-- Objective --
Copy out the rows below word for word, leaving out the pictures.

Data records

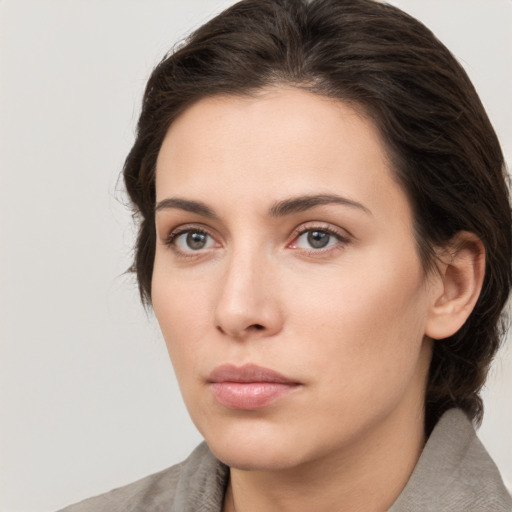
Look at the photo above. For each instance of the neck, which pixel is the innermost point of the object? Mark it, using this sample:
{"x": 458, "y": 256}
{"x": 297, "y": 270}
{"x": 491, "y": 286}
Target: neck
{"x": 368, "y": 476}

-- The completed task --
Look at the photo above. For each instance of the neck, which pixel is the innermost point of the object? Mark it, using this sample:
{"x": 458, "y": 256}
{"x": 297, "y": 270}
{"x": 491, "y": 286}
Target: neck
{"x": 368, "y": 476}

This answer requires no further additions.